**** Selected excerpt
Gilead is providing the entirety of this existing supply at no cost, to treat patients with the most severe symptoms of COVID-19. 

The 1.5 million individual doses are available for compassionate use, expanded access and clinical trials and will be donated for broader distribution following any potential future regulatory authorisations. These doses are for treating patients with severe symptoms, through daily intravenous infusions in a hospital setting. 

O’Day adds: “Having a potential treatment in our hands comes with significant responsibility. Providing our existing supplies at no charge is the right thing to do, to facilitate access to patients as quickly as possible and in recognition of the public emergency posed by this pandemic.

“While we are working with the utmost sense of urgency on the immediate needs before us, we are also looking forward. Over the next weeks and months, we will be able to further increase our supplies of remdesivir as raw materials with long lead times become available for manufacture. 

“We have set an ambitious goal of producing more than 500,000 treatment courses by October and more than one million by the end of this year.

“To help us meet and exceed this goal, we are building a geographically diverse consortium of pharmaceutical and chemical manufacturers to expand global capacity for raw materials and production.
********
**** Given data
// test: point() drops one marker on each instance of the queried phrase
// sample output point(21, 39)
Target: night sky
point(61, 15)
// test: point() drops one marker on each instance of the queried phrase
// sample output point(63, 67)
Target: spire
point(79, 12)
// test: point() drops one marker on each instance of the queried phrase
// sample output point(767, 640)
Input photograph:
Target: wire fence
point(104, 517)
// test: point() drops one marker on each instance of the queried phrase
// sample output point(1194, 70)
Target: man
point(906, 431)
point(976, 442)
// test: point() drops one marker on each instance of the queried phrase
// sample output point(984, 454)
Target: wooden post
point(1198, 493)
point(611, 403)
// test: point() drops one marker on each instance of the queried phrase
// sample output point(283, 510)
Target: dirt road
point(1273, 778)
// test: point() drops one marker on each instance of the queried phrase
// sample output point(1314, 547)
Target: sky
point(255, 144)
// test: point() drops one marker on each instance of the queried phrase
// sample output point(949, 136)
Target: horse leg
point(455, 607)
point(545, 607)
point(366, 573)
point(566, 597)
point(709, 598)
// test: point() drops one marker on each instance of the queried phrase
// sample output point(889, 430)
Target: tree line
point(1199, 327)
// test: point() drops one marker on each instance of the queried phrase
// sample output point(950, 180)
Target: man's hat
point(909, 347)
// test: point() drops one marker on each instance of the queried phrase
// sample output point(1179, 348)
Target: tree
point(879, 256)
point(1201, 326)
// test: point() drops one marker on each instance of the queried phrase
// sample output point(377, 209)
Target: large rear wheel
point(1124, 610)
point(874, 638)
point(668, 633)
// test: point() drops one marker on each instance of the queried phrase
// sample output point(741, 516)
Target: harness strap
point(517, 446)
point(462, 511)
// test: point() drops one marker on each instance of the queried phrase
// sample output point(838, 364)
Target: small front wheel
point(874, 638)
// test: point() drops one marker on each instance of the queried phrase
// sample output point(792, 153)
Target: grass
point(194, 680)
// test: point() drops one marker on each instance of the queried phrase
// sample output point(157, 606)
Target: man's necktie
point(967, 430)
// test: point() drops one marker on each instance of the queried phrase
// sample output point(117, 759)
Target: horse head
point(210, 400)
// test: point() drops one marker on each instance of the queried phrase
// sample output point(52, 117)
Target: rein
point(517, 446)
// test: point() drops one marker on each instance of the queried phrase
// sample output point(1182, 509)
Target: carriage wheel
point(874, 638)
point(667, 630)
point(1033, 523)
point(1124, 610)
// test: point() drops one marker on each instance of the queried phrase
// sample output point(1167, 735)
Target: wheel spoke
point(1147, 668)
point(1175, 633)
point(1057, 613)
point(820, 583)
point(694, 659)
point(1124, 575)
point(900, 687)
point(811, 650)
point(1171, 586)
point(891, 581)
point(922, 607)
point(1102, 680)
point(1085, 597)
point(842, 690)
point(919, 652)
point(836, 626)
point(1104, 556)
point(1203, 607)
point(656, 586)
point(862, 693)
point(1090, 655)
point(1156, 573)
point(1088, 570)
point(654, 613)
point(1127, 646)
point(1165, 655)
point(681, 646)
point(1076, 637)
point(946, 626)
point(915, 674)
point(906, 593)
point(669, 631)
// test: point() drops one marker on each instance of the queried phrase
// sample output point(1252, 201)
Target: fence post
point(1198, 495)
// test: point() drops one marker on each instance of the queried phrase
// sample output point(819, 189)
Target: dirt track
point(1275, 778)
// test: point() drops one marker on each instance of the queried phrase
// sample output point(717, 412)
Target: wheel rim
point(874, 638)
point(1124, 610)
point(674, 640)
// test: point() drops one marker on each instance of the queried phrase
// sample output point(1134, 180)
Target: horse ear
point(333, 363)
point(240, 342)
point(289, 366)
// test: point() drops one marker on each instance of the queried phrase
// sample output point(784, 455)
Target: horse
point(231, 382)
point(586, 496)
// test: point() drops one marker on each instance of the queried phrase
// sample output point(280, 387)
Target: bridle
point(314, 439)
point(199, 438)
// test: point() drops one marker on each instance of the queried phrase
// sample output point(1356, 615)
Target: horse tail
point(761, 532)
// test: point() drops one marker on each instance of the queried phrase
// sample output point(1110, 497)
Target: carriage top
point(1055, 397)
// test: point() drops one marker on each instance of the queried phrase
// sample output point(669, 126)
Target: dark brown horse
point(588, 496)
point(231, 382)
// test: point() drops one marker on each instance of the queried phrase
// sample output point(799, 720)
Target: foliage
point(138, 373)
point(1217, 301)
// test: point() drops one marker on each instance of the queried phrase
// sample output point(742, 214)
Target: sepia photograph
********
**What to do**
1. According to the remdesivir excerpt, how many individual doses are available?
2. Turn the paragraph of the remdesivir excerpt that begins "The 1.5 million individual doses" into a short bulleted list that keeps its main facts.
3. Summarize the remdesivir excerpt in two sentences.

**Activity answers**
1. 1.5 million individual doses.

2.
- The 1.5 million individual doses are available for compassionate use, expanded access and clinical trials.
- They will be donated for broader distribution after any potential future regulatory authorisations.
- They are for treating patients with severe symptoms.
- Treatment is given through daily intravenous infusions in a hospital setting.

3. Gilead is providing its entire existing supply of 1.5 million doses at no cost to treat patients with the most severe symptoms of COVID-19 through daily intravenous infusions in a hospital setting. O'Day says Gilead aims to produce more than 500,000 treatment courses by October and more than one million by the end of the year, supported by a geographically diverse consortium of pharmaceutical and chemical manufacturers.